Material for the task ▸

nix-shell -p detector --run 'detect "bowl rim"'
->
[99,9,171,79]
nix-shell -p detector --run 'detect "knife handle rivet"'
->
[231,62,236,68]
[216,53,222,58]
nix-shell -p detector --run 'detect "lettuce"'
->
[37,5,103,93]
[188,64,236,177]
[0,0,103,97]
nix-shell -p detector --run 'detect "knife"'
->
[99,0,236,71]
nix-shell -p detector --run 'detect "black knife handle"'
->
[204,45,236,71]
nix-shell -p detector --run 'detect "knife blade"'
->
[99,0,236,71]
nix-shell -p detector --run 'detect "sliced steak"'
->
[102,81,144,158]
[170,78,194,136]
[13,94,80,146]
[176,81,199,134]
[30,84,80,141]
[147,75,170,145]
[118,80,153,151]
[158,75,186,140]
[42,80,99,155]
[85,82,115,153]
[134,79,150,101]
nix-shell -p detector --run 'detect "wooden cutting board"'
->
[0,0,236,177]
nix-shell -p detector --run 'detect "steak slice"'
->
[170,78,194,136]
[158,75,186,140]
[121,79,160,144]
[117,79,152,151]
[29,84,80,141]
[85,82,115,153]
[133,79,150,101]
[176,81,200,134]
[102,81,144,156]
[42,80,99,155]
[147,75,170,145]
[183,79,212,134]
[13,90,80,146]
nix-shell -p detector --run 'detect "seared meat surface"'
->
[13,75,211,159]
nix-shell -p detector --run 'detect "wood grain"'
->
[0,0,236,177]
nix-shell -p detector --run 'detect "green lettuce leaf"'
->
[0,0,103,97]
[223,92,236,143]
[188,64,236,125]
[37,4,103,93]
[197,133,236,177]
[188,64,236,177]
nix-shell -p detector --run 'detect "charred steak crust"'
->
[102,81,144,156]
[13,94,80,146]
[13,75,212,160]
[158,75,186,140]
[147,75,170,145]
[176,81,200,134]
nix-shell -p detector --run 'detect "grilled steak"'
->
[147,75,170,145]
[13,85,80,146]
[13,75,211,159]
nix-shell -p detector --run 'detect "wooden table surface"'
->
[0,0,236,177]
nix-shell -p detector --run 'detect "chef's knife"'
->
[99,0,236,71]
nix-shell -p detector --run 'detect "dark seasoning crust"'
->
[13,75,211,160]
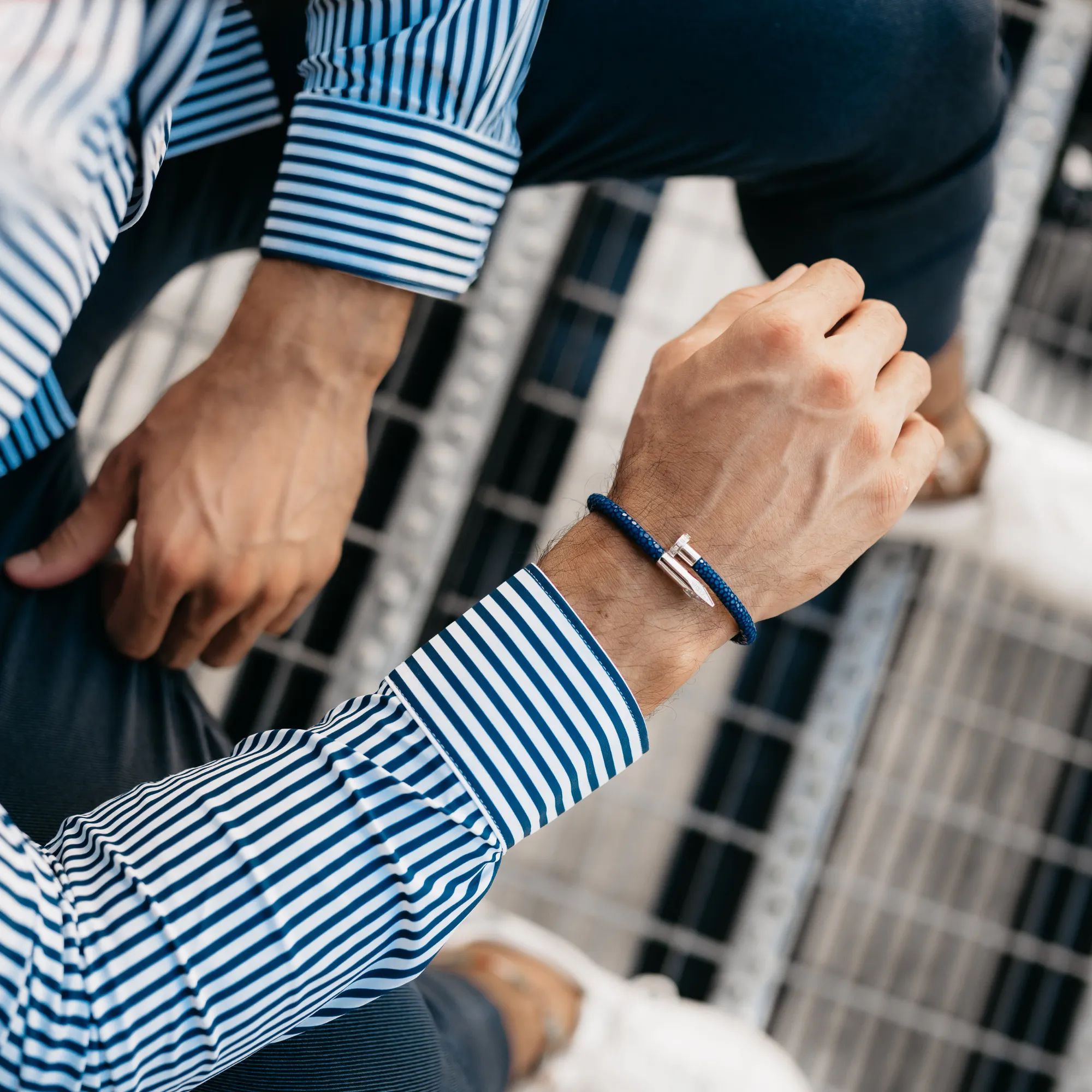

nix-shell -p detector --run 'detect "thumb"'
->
[676,263,808,356]
[4,451,136,587]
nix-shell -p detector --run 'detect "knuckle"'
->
[853,414,885,460]
[868,465,910,526]
[212,568,257,610]
[905,353,933,396]
[152,547,200,590]
[863,299,906,337]
[199,644,249,667]
[756,308,807,356]
[816,364,857,410]
[820,258,865,292]
[312,542,342,591]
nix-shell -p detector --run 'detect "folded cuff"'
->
[389,566,649,848]
[261,92,519,298]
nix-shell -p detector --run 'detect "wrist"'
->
[539,514,737,713]
[222,258,414,400]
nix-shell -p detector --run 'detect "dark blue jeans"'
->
[0,0,1006,1092]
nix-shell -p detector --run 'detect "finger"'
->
[891,413,945,505]
[201,589,304,667]
[106,521,204,660]
[265,585,322,637]
[4,449,136,587]
[679,263,808,353]
[876,352,933,422]
[156,578,258,668]
[765,258,865,334]
[826,299,906,379]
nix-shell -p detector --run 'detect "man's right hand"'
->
[542,260,943,711]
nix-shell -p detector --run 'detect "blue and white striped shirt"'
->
[0,567,648,1092]
[0,0,546,474]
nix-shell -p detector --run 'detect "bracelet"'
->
[587,492,758,644]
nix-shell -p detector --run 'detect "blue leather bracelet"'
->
[587,492,758,644]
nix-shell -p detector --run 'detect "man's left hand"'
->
[5,259,413,667]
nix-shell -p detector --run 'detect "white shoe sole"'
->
[448,903,810,1092]
[888,393,1092,615]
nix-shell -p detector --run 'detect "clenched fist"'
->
[542,260,943,710]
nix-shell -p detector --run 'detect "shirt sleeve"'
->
[0,3,143,456]
[0,567,648,1092]
[254,0,546,297]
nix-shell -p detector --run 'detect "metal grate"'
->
[771,6,1092,1092]
[420,182,662,641]
[637,570,854,999]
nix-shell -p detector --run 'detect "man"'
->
[0,261,942,1092]
[8,0,1092,666]
[0,0,1075,1085]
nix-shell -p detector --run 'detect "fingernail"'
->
[4,549,41,580]
[773,262,807,284]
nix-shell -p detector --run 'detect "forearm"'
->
[539,514,736,715]
[228,258,414,397]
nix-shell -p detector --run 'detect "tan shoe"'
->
[449,903,809,1092]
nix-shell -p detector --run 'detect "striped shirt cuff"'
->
[261,92,519,298]
[388,566,649,848]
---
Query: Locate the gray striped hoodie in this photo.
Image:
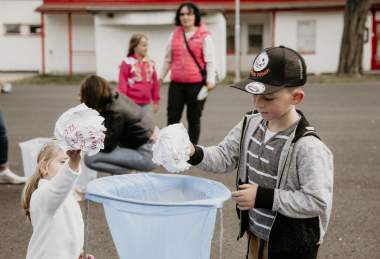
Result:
[197,114,334,243]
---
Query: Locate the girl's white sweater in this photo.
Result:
[26,162,84,259]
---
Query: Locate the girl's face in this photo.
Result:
[134,37,148,57]
[44,150,68,180]
[179,6,195,28]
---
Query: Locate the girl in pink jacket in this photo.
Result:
[118,34,160,112]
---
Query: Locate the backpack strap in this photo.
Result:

Given task ▸
Copy each line from the entries above that contains the string "knife".

Final answer ▸
nix-shell -p detector --run 'detect "knife handle rivet"'
nix-shell -p detector --run 'detect "knife"'
nix-shell -p detector --run 'detect "black knife handle"'
nix-shell -p detector --run 'detect "knife blade"'
nix-shell -p detector --run 'detect "chef's knife"'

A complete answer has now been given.